____ Input records

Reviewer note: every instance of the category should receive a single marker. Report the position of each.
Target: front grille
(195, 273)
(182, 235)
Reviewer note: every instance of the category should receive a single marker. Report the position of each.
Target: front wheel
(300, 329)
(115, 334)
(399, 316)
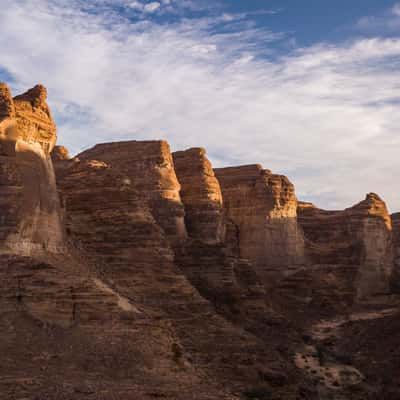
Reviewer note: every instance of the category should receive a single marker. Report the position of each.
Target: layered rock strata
(31, 217)
(396, 250)
(360, 236)
(109, 222)
(150, 168)
(201, 196)
(263, 206)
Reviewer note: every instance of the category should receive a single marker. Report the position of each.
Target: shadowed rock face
(150, 168)
(31, 217)
(34, 121)
(396, 249)
(201, 196)
(263, 206)
(360, 236)
(151, 296)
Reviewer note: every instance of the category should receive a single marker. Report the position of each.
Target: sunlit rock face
(263, 206)
(31, 218)
(149, 167)
(396, 250)
(201, 196)
(360, 236)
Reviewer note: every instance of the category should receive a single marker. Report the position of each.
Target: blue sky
(309, 89)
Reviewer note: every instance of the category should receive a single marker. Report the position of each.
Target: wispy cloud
(386, 22)
(326, 115)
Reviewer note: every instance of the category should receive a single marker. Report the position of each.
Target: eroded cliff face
(396, 250)
(201, 195)
(160, 278)
(150, 167)
(111, 224)
(360, 236)
(263, 206)
(31, 217)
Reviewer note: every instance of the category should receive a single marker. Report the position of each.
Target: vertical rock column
(30, 216)
(359, 237)
(150, 168)
(396, 250)
(201, 196)
(263, 206)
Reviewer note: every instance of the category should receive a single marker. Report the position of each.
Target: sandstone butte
(130, 272)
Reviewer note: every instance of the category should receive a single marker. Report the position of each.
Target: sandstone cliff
(30, 205)
(150, 168)
(360, 236)
(201, 195)
(157, 277)
(263, 206)
(396, 250)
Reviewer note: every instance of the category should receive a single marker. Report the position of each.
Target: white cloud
(396, 9)
(327, 116)
(151, 7)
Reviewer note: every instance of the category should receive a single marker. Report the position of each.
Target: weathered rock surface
(201, 196)
(31, 217)
(396, 250)
(263, 206)
(160, 278)
(149, 166)
(360, 236)
(109, 222)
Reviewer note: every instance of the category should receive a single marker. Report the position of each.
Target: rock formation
(201, 195)
(31, 218)
(359, 236)
(263, 206)
(143, 274)
(396, 250)
(150, 168)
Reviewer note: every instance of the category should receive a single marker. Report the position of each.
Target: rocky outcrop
(60, 153)
(110, 223)
(263, 206)
(396, 250)
(160, 278)
(359, 236)
(31, 216)
(149, 167)
(34, 121)
(201, 196)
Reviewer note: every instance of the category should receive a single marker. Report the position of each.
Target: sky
(309, 89)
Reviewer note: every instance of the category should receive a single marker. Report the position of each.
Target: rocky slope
(263, 206)
(146, 274)
(358, 237)
(31, 219)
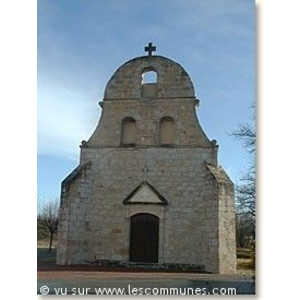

________

## What you have to do
Could you repeat the listing above exactly, omitting its pictures?

## Solution to the problem
Reviewer note: every instance of the category should receive a single marker. Report the position of each.
Target: front grille
(195, 273)
(182, 235)
Reviewer note: every instance of the category should receive a single marker. Report the position of each.
Target: front wheel
(300, 329)
(115, 334)
(399, 316)
Reviewer note: every instance of the category should receive a single marker. Report the position of each.
Target: layered rock strata
(31, 217)
(396, 250)
(360, 236)
(109, 222)
(150, 168)
(201, 196)
(263, 206)
Reviewer note: every instance of the category should receive a single marker. Report the position of each.
Target: shadowed rock face
(150, 168)
(31, 217)
(34, 121)
(396, 249)
(201, 196)
(263, 206)
(360, 236)
(151, 296)
Reviewer note: every instance of the category should receive a single marker. Report the position of each.
Target: sunlit rock face
(263, 206)
(31, 218)
(149, 167)
(396, 250)
(201, 196)
(360, 236)
Reviewer note: every instance of the category should receive a single marker. Report the position of each.
Target: blue sky
(309, 89)
Reviewer note: every instance of the category should receive a single marker. Report the position of each.
Target: wispy cloud
(386, 22)
(326, 115)
Reviewer note: every instance of the category should receive a single marker. Report the position of each.
Target: eroded cliff face
(396, 250)
(201, 195)
(160, 278)
(150, 167)
(111, 224)
(360, 236)
(263, 206)
(31, 217)
Reviewer note: every instance of the category should receive a single marker. Report the position of each.
Target: vertical rock column
(30, 216)
(359, 237)
(150, 168)
(396, 250)
(201, 196)
(263, 206)
Reviewer note: every instance of the category should receive a single marker. Report the position of each.
Target: sandstone butte
(130, 272)
Reviewer note: every instance of the category should receive a single marker. Report the position of each.
Target: sandstone cliff
(30, 205)
(150, 168)
(360, 236)
(201, 195)
(157, 277)
(263, 206)
(396, 250)
Reviewer note: every instance of the category should receive a single marker. Report the position of each.
Target: white cloud
(396, 9)
(327, 116)
(151, 7)
Reviewer note: every instance of the category should receive a single marker. Report the position of each.
Target: weathered rock surface
(201, 196)
(31, 217)
(396, 250)
(263, 206)
(160, 278)
(149, 166)
(360, 236)
(109, 222)
Reviewer note: every instance of the category should receive a single marker. Report the position of each.
Target: rock formation
(201, 195)
(31, 218)
(359, 236)
(263, 206)
(143, 274)
(396, 250)
(150, 168)
Reviewer note: every instance of the category should receive a single marker. Report the position of each.
Target: rocky outcrop
(60, 153)
(110, 223)
(263, 206)
(396, 250)
(160, 278)
(359, 236)
(31, 216)
(149, 167)
(34, 121)
(201, 196)
Reviewer note: every instance of the category should receive a single marker. Report the position of each.
Target: sky
(309, 89)
Reviewer note: every instance of the category should receive a single marker. Report the position of each.
Target: rocky slope
(263, 206)
(146, 274)
(358, 237)
(31, 219)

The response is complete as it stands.